* begin THE DATA *
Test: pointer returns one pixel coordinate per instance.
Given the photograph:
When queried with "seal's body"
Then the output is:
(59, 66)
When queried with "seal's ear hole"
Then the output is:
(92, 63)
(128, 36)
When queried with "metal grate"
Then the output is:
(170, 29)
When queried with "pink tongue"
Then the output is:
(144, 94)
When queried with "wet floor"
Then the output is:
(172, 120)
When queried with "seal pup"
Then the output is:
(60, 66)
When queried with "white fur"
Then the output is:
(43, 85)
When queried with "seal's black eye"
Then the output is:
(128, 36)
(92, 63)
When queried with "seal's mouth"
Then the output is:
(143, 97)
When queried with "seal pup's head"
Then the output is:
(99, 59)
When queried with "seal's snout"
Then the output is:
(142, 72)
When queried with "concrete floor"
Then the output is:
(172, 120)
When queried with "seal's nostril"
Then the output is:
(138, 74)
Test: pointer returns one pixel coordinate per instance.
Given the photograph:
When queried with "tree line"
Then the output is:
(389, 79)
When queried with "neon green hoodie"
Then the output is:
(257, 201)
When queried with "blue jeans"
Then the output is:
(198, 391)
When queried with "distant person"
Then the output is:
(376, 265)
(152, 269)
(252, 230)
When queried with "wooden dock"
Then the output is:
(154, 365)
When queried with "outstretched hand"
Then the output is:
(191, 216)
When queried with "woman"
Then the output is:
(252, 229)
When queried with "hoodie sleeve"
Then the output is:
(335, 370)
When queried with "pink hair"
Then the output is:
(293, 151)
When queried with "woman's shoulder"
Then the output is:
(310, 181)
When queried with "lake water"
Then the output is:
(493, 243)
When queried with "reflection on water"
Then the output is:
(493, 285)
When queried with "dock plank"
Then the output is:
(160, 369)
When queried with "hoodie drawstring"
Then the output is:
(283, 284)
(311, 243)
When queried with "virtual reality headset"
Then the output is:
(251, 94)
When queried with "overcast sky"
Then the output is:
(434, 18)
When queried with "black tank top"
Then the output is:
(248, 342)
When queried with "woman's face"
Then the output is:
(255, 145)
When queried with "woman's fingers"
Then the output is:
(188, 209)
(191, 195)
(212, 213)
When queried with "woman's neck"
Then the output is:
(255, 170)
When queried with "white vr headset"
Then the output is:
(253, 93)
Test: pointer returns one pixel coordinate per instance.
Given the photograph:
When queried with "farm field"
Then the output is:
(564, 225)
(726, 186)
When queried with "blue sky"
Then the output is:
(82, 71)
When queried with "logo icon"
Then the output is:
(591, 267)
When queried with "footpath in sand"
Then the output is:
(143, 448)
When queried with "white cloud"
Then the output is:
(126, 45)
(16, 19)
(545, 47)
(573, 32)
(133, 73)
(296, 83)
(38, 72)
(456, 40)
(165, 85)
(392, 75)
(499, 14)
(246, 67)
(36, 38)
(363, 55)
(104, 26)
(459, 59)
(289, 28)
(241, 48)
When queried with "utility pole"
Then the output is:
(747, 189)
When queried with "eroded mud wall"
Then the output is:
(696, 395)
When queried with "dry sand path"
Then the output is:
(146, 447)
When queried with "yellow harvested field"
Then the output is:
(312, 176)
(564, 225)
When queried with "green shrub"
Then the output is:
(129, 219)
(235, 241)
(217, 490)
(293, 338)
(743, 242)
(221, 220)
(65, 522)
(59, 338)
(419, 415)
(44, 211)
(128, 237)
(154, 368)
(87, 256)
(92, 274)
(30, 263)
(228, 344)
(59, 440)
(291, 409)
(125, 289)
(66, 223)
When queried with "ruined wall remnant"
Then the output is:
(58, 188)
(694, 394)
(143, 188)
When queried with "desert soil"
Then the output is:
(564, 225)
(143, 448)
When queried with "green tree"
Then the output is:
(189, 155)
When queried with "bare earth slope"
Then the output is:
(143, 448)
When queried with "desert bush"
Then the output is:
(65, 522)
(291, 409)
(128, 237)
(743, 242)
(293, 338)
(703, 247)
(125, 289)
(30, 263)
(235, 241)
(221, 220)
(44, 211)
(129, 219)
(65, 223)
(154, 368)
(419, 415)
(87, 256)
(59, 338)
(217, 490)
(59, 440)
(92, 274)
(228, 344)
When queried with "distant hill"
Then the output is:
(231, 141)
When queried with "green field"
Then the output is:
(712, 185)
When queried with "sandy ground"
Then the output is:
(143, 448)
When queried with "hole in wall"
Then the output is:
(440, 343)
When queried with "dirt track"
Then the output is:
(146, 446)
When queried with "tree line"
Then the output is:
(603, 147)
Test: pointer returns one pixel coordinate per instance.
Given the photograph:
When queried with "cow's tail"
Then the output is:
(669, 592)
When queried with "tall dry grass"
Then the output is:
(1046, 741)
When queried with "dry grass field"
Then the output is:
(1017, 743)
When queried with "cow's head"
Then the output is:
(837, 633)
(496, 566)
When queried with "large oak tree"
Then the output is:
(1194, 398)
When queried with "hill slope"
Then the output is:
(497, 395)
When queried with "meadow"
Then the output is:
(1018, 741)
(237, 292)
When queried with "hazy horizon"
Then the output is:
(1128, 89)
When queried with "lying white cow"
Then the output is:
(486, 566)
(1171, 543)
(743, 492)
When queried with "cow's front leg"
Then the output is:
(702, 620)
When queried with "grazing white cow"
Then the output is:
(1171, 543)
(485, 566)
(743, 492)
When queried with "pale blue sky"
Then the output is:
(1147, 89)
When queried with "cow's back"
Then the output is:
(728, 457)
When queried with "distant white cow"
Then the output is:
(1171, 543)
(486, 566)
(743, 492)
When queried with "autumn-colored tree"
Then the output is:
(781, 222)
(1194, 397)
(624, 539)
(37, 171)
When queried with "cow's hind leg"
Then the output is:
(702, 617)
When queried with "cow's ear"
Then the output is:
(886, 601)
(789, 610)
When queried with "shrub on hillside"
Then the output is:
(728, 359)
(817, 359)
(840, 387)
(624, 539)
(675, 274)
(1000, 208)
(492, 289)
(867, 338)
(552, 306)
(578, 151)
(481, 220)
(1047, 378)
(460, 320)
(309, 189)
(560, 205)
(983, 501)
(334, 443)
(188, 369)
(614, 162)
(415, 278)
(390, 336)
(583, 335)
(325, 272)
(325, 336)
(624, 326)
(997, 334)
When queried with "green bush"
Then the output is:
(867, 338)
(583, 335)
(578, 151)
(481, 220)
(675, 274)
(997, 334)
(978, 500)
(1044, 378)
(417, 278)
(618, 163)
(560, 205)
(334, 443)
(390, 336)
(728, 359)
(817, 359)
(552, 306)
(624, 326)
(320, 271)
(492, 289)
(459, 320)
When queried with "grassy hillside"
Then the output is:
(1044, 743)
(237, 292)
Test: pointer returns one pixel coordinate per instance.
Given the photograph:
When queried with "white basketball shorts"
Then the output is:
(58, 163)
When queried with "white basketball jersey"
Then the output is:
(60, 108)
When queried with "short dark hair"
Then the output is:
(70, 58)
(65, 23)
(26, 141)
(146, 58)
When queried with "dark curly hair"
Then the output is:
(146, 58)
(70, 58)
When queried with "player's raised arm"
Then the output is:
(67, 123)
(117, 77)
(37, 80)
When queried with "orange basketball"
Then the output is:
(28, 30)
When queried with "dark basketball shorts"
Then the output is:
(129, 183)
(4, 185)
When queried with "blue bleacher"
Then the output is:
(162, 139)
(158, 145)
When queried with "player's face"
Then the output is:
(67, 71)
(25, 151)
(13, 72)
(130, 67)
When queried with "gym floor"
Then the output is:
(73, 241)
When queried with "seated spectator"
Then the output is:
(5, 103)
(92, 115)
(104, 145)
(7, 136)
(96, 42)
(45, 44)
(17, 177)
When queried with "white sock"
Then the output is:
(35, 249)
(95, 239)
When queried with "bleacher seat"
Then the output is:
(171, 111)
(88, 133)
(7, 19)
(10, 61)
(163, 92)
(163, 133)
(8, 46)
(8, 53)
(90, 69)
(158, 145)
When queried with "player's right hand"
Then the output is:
* end THE DATA *
[DIRECTIVE] Extract every line in the items above that contains the word "wall".

[SOLUTION TO THIS TASK]
When queried with "eroded mud wall"
When queried with "ruined wall remnant"
When queried with "hole in wall"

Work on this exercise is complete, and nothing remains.